#### TEXTAUSZUG
+--
Streifen über Streifen

Vor dem Fleis­cherei – Fachgeschäft in der Schwanseestraße ste­hen acht Per­so­nen im Abstand von jew­eils 1,50 m in der Warteschlange.

Alle haben sich exakt hin­tere­inan­der an den kleinen rot ‑weißen Markierungsstreifen auf dem Plat­ten­bo­den des Fußgänger­wegs posi­tion­iert. Auch nach fast vier Wochen sieht das von oben gese­hen immer noch etwas rät­sel­haft aus. Wie an einer Linie aufge­fädelt ste­hen sie da, einem kom­menden Ereig­nis harrend.
+--
#### QUELLENMATERIAL
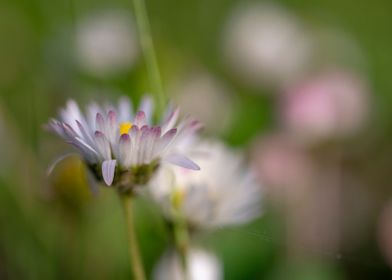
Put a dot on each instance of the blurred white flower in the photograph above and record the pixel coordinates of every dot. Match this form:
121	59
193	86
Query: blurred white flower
+--
#### AUFGABENSTELLUNG
A - Stimmen die folgenden Aussagen mit dem Textauszug über die Warteschlange überein? Beantworte jede mit Ja oder Nein und belege sie mit den entscheidenden Worten des Textes als wörtlichem Zitat.
(i) Vor dem Geschäft warten acht Personen.
(ii) Die Wartenden halten jeweils zwei Meter Abstand.
(iii) Die Markierungsstreifen auf dem Gehweg sind blau-weiß.
B - Gib aus dem Textauszug über die Warteschlange die Stelle unverändert aus, beginnend mit „Vor dem Fleis­cherei“ und weiter bis einschließlich „kom­menden Ereig­nis harrend.“.

#### LÖSUNGEN
A -
(i) Ja: „ste­hen acht Per­so­nen“
(ii) Nein: „im Abstand von jew­eils 1,50 m“
(iii) Nein: „an den kleinen rot ‑weißen Markierungsstreifen“

B -
Vor dem Fleis­cherei – Fachgeschäft in der Schwanseestraße ste­hen acht Per­so­nen im Abstand von jew­eils 1,50 m in der Warteschlange.

Alle haben sich exakt hin­tere­inan­der an den kleinen rot ‑weißen Markierungsstreifen auf dem Plat­ten­bo­den des Fußgänger­wegs posi­tion­iert. Auch nach fast vier Wochen sieht das von oben gese­hen immer noch etwas rät­sel­haft aus. Wie an einer Linie aufge­fädelt ste­hen sie da, einem kom­menden Ereig­nis harrend.